Coordinate labeling data:
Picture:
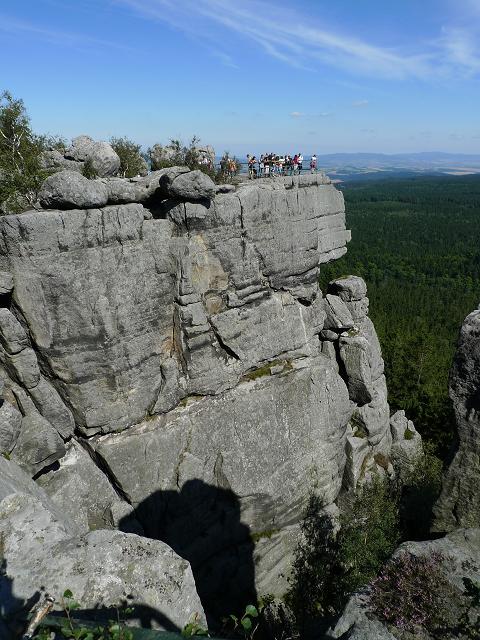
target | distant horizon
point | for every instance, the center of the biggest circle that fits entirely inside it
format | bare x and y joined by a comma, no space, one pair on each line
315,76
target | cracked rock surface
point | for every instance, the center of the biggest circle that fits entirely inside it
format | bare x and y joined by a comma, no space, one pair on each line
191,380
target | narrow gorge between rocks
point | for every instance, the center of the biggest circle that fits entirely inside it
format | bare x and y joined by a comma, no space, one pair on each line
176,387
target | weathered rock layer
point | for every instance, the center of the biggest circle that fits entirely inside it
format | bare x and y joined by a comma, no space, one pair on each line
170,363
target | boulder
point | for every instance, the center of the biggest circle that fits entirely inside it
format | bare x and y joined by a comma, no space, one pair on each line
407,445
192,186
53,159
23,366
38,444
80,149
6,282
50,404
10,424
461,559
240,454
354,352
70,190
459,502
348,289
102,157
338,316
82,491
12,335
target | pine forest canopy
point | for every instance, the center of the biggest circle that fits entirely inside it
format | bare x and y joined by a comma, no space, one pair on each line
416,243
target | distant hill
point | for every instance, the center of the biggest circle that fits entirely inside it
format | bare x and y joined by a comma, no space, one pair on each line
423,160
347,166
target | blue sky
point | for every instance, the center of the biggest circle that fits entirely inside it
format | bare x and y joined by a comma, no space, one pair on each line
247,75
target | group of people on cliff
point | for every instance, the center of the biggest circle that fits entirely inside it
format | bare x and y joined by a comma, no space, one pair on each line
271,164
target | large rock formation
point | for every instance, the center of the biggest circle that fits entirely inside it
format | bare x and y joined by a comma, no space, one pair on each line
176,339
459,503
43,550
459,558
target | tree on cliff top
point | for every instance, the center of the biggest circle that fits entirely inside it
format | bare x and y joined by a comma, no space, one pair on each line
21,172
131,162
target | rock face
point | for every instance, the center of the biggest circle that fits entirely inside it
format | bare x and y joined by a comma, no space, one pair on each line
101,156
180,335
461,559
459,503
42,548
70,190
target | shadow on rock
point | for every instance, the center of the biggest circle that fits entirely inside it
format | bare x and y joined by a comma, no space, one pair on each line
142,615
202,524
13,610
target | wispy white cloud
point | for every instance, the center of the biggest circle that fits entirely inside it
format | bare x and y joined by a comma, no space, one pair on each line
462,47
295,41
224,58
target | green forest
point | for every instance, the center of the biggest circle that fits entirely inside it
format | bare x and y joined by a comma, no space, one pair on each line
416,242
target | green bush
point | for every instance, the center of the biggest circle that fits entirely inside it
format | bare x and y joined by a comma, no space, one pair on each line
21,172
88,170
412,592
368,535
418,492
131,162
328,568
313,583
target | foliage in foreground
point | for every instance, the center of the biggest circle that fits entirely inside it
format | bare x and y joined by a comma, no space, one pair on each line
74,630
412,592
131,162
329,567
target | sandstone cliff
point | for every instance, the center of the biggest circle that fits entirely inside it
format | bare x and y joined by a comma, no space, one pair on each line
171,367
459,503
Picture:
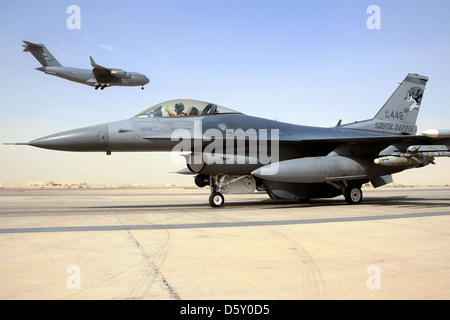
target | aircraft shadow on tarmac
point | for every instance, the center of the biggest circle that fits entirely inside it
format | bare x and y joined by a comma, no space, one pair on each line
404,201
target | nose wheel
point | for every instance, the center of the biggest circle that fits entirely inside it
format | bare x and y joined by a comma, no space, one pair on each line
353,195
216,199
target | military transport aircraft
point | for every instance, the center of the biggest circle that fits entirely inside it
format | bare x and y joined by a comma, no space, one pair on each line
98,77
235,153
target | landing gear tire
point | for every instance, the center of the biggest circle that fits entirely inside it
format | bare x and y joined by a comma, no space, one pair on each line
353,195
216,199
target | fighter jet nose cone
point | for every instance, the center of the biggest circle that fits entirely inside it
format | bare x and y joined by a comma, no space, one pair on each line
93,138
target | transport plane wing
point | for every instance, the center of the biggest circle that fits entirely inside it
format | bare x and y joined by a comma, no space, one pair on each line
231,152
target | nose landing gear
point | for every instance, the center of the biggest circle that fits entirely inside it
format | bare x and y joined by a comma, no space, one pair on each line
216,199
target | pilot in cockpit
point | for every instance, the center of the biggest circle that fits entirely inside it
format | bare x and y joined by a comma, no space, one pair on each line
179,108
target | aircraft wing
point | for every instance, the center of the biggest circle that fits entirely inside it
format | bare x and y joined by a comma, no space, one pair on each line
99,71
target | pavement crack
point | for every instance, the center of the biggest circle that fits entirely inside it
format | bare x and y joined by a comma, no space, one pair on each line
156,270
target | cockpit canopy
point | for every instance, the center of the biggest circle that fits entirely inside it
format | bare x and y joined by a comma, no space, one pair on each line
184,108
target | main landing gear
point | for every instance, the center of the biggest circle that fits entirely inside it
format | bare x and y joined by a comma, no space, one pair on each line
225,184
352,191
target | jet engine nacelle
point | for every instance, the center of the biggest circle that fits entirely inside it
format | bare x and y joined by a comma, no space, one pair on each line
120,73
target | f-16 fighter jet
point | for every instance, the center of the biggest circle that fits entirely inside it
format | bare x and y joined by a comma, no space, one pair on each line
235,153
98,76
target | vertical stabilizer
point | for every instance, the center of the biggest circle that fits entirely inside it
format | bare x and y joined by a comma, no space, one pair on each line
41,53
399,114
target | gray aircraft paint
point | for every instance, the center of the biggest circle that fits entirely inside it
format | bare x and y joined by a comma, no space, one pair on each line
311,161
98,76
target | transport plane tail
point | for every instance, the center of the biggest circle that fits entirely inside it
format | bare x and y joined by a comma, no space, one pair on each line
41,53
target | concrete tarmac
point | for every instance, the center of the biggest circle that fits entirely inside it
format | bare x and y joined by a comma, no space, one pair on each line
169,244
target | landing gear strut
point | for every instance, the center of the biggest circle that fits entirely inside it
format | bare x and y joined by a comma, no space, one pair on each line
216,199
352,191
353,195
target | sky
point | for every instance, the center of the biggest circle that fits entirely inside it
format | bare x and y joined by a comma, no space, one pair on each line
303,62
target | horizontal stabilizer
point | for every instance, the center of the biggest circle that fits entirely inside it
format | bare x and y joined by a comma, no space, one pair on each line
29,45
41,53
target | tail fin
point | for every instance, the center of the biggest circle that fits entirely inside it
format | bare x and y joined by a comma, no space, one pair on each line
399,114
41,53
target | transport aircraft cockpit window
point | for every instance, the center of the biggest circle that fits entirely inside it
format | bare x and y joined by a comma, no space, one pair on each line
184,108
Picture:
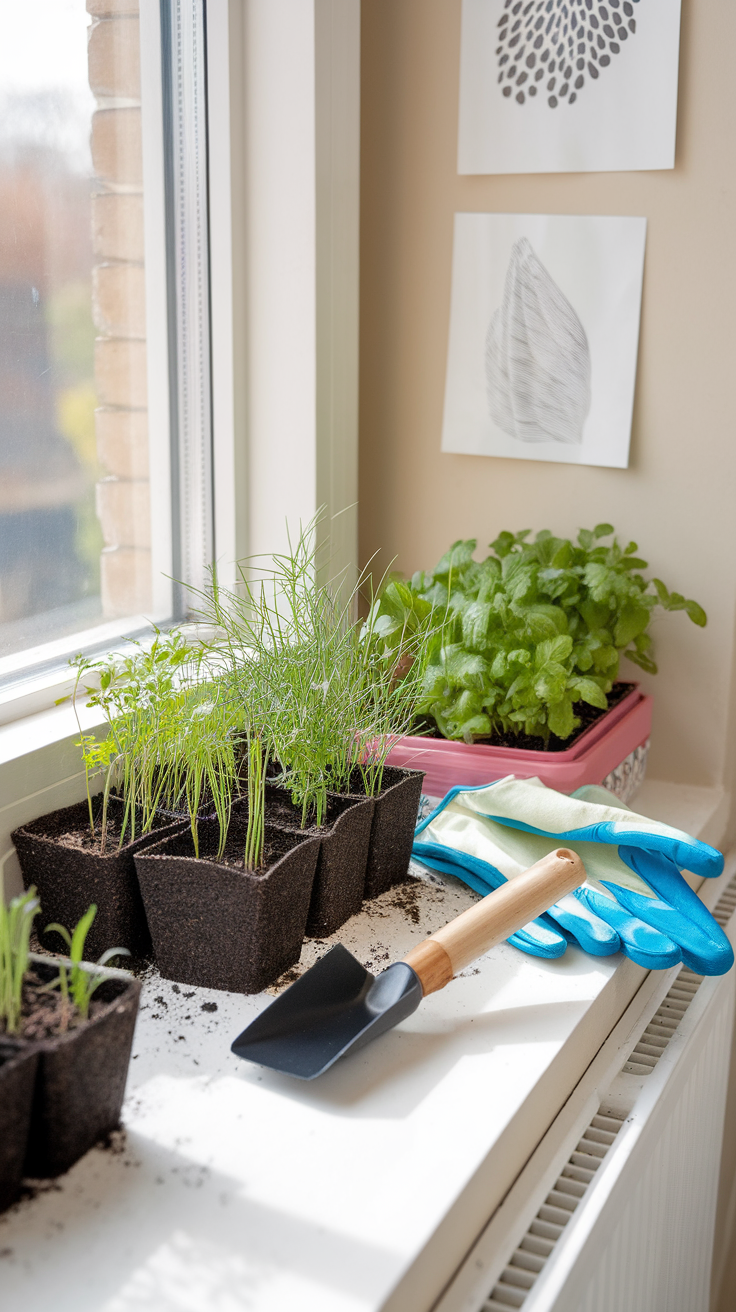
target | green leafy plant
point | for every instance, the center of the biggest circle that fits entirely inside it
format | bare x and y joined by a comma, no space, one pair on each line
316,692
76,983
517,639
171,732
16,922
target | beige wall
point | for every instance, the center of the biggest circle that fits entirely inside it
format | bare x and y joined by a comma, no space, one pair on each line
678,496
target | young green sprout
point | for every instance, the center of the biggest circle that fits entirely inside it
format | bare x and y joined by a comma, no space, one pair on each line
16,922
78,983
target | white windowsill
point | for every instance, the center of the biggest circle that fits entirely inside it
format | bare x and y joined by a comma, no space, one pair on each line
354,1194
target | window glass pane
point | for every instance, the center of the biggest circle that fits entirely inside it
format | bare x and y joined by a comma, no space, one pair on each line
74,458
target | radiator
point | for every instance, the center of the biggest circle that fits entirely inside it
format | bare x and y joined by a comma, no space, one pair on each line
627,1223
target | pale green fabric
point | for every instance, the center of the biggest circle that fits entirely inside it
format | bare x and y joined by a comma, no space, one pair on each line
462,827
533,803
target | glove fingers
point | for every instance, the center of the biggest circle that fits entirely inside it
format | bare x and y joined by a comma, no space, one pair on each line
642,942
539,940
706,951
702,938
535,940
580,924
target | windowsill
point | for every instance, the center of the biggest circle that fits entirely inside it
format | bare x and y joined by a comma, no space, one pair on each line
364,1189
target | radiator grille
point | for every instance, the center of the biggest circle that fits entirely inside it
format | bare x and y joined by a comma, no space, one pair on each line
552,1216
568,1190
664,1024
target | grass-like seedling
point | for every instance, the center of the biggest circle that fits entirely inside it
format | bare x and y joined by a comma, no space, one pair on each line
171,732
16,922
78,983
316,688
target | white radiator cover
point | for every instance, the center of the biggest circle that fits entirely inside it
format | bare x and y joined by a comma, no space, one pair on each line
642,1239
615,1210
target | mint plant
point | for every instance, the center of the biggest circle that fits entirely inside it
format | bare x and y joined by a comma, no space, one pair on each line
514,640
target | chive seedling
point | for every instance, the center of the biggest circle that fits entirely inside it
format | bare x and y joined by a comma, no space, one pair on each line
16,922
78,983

WORK TO COMPLETE
Return exactly the lines from the one containing "target | window glass pane" to the last line of the data, and nothing more.

SOLUTION TO THE PROBLEM
target | window glass pane
point | for every instance, the center of the biggest circle that fits entirely inside it
format | bare x and y joined by a comma, no space, one pair on each line
74,458
target | radiator
point | for every instance, the center of the biggest circle that fits entirely inside it
format | bare x and y joined by a comma, no space, one pair on each line
627,1223
target | pale green fabric
point | for every instance, the center of the biggest circle that fits entirely inside it
format | bare x and y joined by a comma, no space, one pair on each line
462,827
533,803
target | glove fingers
point | for every instance, the center of the biggest circle that fits entirely inside it
format | bare x and y joined by a comma, no space, one pair on each line
642,942
539,940
706,951
702,938
535,940
580,924
target | windowsill
point | for every instance, the center of the biggest circle that fits entirely inside it
format | bare x and y joined by a comma, no space, one pair on each line
364,1189
target | radiator grille
point | for every instance, the center of the biggest circle that fits entirely inside it
format | bare x and y joined by a comma, no space, one pair on each line
552,1216
568,1190
664,1024
target | grass-like seedling
point | for every instance, the center of the biggest circle that fits entirely inside it
format | bare x and y joined by a comma, no space, one pair on each line
171,732
16,922
78,983
316,688
target | white radiator cover
point | for every instance, the center of the biggest circle that fits entirely inside it
format | bare x and y joined by a comma, no space, one pair on each line
642,1239
615,1210
target | mint plant
point | for every instance, the center of the biggest circle that fits entirely inside it
format | bare x and y joined by a comma, no space, one pair on each line
514,640
target | chive seedling
point | for every instance, the center of the biggest circle that fits entirely inside it
format | bare x and y joined by a comma, no space, one pair on each line
16,922
78,983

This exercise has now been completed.